Source extract:
## Start

Chinese Philosophy – Confucius
Grand Master Kong, Kongfuzi in transliterated Chinese, is known to Europeans by the Latin name Confucius (550-480 BCE), much as someone possibly named Joshua is known by the Latin name Jesus. The name Confucius was transliterated into Latin by Jesuit Catholic missionaries who sailed to China from Italy during the Italian Renaissance in the 1500s, who were surprised to find that the central philosopher of China said things very similar to things Jesus said, such as: Treat people the way you want to be treated.
It would be nice if times of peace and prosperity are good for growing great thinkers and systems of thought, with people treating others and the neighboring states of others the way they and their states want to be treated, but times of civil war and disintegration of empires into warring local kingdoms seems better, especially in hindsight. This was true in ancient India, Greece, and true in the golden age of Chinese thought as well, the Warring States Period, also known as the Period of the Hundred Schools, a period of many philosophers, philosophies and schools of thought. Human beings rethink problems when they are faced with them, and they are only able to teach something new when something old is failing, often to try to get to the old ways.
In ancient Chinese history, the prosperous Zhou Dynasty (1073-771 BCE) was followed by the declining Spring and Autumn Period (771-476) which was followed by the Warring States Period (475-221) which was followed by the long, prosperous Han Dynasty (206 BCE – 220 CE). Laozi (615-533) and Confucius (551-479) the two greatest Chinese philosophers, founders of Daoism and Confucianism, lived during the declining period, their immediate followers (Mencius, Xunzi, Liezi & Zhuangzi) lived during the warring period, and finally the two schools were officially adopted and supported by the Han Empire.
About a hundred years before the birth of Confucius, the political philosopher Guan Zhong led the state of Qi and neighboring states such as Lu to several decades of relative stability as prime minister in 685 BCE. Confucius was born in Lu, where Guan Zhong was praised as a wise philosopher-king whose compassionate ways led to peace and harmony. Confucius’ family were nobles who had education, but lower level aristocrats who had fallen on hard times, made worse when Confucius’ father, a soldier, died in combat when Confucius was very young.
By the age of fifteen Confucius had decided to study the classics, which were better kept and studied in Lu than in other states. Legend has it that in his 20s Confucius opened a school for children and would charge what he thought the parents could afford. When the rich complained, he replied they were welcome to take their children to any teacher they liked and he would keep his prices as they were. By 30, he was studying ancient government in the court of Lu with other scholars and had a position as overseer of the public fields and granary.

## End

Prompt 1: Reproduce the entries that follow line for line, without changing anything.

Records to process:
## Start

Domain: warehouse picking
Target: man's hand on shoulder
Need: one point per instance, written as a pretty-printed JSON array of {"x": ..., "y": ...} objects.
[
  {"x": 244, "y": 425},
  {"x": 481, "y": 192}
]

## End

Prompt 2: In the Confucius passage, what position did Confucius hold by the age of 30?

Expected output 1:
Domain: warehouse picking
Target: man's hand on shoulder
Need: one point per instance, written as a pretty-printed JSON array of {"x": ..., "y": ...} objects.
[
  {"x": 244, "y": 425},
  {"x": 481, "y": 192}
]

Expected output 2: Overseer of the public fields and granary.